- **GOAL OF THE EXERCISE**
Extract all of the entries and set them down verbatim.

- **DATASET ROWS**

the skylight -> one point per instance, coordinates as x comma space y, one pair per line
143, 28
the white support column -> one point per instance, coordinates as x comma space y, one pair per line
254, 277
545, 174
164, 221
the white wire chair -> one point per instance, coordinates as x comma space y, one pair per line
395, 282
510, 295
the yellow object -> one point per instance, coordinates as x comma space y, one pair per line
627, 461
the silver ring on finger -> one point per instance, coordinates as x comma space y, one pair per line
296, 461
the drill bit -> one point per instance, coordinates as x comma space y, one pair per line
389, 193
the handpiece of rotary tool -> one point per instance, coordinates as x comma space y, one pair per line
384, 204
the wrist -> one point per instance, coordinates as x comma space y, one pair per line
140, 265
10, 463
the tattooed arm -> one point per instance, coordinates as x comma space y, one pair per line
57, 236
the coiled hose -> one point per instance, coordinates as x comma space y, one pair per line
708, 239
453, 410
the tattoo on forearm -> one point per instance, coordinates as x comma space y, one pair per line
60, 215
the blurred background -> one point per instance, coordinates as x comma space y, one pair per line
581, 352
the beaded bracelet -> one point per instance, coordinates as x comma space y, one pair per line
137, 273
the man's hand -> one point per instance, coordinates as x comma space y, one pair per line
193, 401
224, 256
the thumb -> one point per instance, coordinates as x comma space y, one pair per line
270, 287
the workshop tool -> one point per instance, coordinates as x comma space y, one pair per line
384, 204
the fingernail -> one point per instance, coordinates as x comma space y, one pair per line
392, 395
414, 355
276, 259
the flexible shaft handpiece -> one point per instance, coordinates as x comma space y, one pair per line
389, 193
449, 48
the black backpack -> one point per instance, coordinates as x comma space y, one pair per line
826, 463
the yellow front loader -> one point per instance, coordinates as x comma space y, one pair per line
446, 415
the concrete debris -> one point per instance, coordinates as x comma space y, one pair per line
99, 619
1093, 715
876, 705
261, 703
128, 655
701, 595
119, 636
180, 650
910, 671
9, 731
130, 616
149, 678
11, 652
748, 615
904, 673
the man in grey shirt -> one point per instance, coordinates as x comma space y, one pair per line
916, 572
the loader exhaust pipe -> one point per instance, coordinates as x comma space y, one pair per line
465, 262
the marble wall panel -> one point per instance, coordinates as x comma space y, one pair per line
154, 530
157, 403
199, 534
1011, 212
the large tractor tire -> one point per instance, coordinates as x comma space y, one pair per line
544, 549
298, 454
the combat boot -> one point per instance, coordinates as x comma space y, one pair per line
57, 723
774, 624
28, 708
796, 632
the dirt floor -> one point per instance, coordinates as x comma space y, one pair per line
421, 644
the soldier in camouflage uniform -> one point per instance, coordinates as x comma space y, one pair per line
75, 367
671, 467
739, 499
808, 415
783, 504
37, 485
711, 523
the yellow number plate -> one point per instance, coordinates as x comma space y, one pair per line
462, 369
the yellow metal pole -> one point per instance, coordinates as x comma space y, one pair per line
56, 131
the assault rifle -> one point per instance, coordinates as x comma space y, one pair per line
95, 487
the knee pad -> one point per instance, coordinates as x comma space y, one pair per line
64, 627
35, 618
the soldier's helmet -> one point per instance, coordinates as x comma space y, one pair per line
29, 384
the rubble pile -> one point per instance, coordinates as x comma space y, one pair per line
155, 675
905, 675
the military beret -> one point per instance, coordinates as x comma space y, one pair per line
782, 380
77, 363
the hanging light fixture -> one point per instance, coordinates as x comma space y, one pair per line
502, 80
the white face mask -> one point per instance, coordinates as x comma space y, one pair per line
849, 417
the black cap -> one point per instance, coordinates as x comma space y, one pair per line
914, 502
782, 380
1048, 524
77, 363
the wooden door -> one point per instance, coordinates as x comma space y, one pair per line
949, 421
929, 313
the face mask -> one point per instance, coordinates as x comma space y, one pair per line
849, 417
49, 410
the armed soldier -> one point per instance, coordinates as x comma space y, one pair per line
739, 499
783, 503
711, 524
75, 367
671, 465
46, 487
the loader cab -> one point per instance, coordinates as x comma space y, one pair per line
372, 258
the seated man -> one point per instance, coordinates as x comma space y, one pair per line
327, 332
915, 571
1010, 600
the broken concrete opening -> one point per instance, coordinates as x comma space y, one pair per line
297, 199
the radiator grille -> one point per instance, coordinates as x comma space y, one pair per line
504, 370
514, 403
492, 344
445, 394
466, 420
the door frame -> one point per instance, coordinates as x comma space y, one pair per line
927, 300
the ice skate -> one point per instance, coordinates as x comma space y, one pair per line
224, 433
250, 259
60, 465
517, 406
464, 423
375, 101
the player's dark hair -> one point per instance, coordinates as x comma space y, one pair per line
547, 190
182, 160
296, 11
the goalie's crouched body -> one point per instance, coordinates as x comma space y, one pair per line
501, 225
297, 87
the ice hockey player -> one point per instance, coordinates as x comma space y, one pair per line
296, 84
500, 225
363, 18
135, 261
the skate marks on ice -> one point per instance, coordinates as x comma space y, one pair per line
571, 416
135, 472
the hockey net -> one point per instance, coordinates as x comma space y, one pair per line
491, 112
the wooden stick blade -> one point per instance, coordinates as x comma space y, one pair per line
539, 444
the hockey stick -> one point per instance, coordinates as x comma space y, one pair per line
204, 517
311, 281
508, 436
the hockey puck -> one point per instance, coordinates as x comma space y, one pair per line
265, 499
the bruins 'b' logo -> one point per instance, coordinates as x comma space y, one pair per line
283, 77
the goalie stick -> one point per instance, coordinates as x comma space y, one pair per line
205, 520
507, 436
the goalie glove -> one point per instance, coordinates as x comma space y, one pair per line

- **COMPLETED EXERCISE**
the skylight -> one point per instance, coordinates as x comma space y, one pair per line
143, 28
the white support column -> one point per instance, coordinates as x comma space y, one pair per line
254, 277
545, 174
164, 221
the white wire chair -> one point per instance, coordinates as x comma space y, one pair per line
395, 282
510, 295
the yellow object -> one point per instance, coordinates as x comma space y, one pair per line
627, 461
the silver ring on finger -> one point per instance, coordinates as x comma space y, one pair per line
296, 461
the drill bit -> one point per instance, coordinates as x comma space y, one pair per line
389, 193
the handpiece of rotary tool -> one point per instance, coordinates as x comma space y, one pair per line
384, 204
the wrist -> one point per instance, coordinates as x comma space y, one pair per line
140, 265
10, 463
the tattooed arm -> one point per instance, coordinates as x comma space y, one pair per line
57, 236
the coiled hose -> one point per instance, coordinates as x comma space y, one pair per line
708, 239
453, 410
the tattoo on forearm -> one point per instance, coordinates as x comma space y, one pair per line
60, 215
the blurred background -> one point per instance, coordinates as x comma space y, one pair per line
581, 352
the beaded bracelet -> one point per instance, coordinates as x comma space y, one pair per line
137, 273
the man's hand -> one point per instance, coordinates as x comma space y, one pair per line
193, 401
224, 256
the thumb -> one point per instance, coordinates as x comma space y, one pair per line
270, 287
the workshop tool -> one point per instance, coordinates as x comma space y, one pair per line
384, 204
the fingernail -> one point per instance, coordinates as x comma space y, one pair per line
392, 395
414, 355
276, 259
the flexible shaft handpiece -> one point per instance, coordinates as x comma space y, one pair per line
389, 193
449, 48
the black backpack -> one point per instance, coordinates as x comma space y, one pair per line
826, 463
the yellow front loader -> one point per instance, coordinates as x comma space y, one pair per line
446, 415
the concrete debris -> one point per instance, coordinates as x comma space y, one pair per line
99, 619
1093, 715
876, 705
261, 703
128, 655
701, 595
119, 636
180, 650
910, 671
9, 731
130, 616
149, 678
11, 652
748, 615
904, 673
the man in grey shirt -> one point per instance, coordinates as x comma space y, one pair per line
916, 572
the loader exhaust pipe -> one point per instance, coordinates as x comma space y, one pair per line
465, 262
the marble wall panel -> one point per instance, coordinates as x comma space y, one pair per line
154, 530
157, 403
199, 534
1011, 212
the large tractor tire -> one point per instance, coordinates as x comma space y, one pair per line
544, 549
298, 454
the combat boot -> one point per instance, coordinates as x comma space y, one pair per line
57, 723
774, 624
28, 708
796, 632
the dirt floor -> one point per instance, coordinates as x comma space y, one pair per line
421, 644
the soldier in camouflage uniform -> one point per instance, coordinates as x comma space y, one pair per line
75, 367
671, 467
739, 499
808, 415
783, 504
37, 485
711, 523
the yellow number plate -> one point per instance, coordinates as x comma space y, one pair per line
462, 369
the yellow metal pole -> one point per instance, coordinates as x comma space y, one pair per line
56, 131
the assault rifle -> one point per instance, coordinates as x comma space y, one pair per line
95, 487
the knee pad -> one point per instance, coordinates as x comma space y, one pair per line
64, 627
35, 618
the soldier's helmet -> one point per instance, coordinates as x comma space y, one pair per line
29, 384
the rubble pile -> one point per instance, coordinates as x comma space y, one pair per line
155, 675
905, 675
the military beret -> one point per instance, coordinates as x comma space y, one pair per line
782, 380
77, 363
the hanging light fixture -> one point per instance, coordinates as x comma space y, one pair per line
502, 80
the white face mask -> one point per instance, coordinates as x comma space y, one pair per line
849, 417
the black cap -> one point per instance, coordinates as x comma space y, one pair per line
914, 502
782, 380
1048, 524
77, 363
the wooden door -> one point per instance, coordinates as x comma space y, one pair per line
949, 421
929, 313
the face mask -> one point per instance, coordinates as x comma space y, one pair per line
849, 417
49, 410
the armed soldier -> one point per instance, coordinates as x comma space y, one pair per line
739, 499
783, 503
711, 524
75, 367
671, 465
46, 487
the loader cab -> one point per instance, coordinates as x comma space y, one pair per line
372, 258
the seated man -> one point per instance, coordinates as x comma space y, one pair per line
327, 332
915, 571
1010, 600
the broken concrete opening -> one point per instance, coordinates as x comma space y, one pair per line
297, 199
the radiator grille -> one point per instance, coordinates as x comma space y, one pair per line
504, 370
514, 403
492, 344
445, 394
466, 420
the door frame -> one point per instance, coordinates as x comma space y, one pair per line
927, 300
the ice skate -> one point per instance, coordinates as x comma space y, one pair per line
224, 433
250, 259
60, 465
517, 406
464, 423
375, 101
the player's dark hair -> one point per instance, coordinates as x comma space y, one pair per line
547, 190
182, 160
296, 11
the goalie's crouched body -> one point per instance, coordinates as x comma space y, one pair per line
501, 225
297, 87
the ice hockey player -> one point per instance, coordinates as x comma space y, one pair per line
296, 84
500, 225
363, 18
135, 261
the skate marks on ice -> one point per instance, coordinates as x comma space y, one pair per line
571, 416
135, 472
the hockey net -> one point per instance, coordinates as x comma space y, one pair per line
491, 112
the wooden stick blade -> one point per instance, coordinates as x comma space y, one pair per line
539, 444
the hockey stick -> one point per instance, coordinates as x comma space y, one pair per line
204, 517
311, 281
508, 436
the hockey puck -> one point per instance, coordinates as x comma space y, one pair per line
265, 499
the bruins 'b' logo -> one point per instance, coordinates as x comma space y, one pair per line
283, 77
the goalie stick -> one point per instance, coordinates as x comma space y, one pair per line
205, 520
507, 436
the goalie glove -> one point per instance, coordinates as x comma space y, one pair per line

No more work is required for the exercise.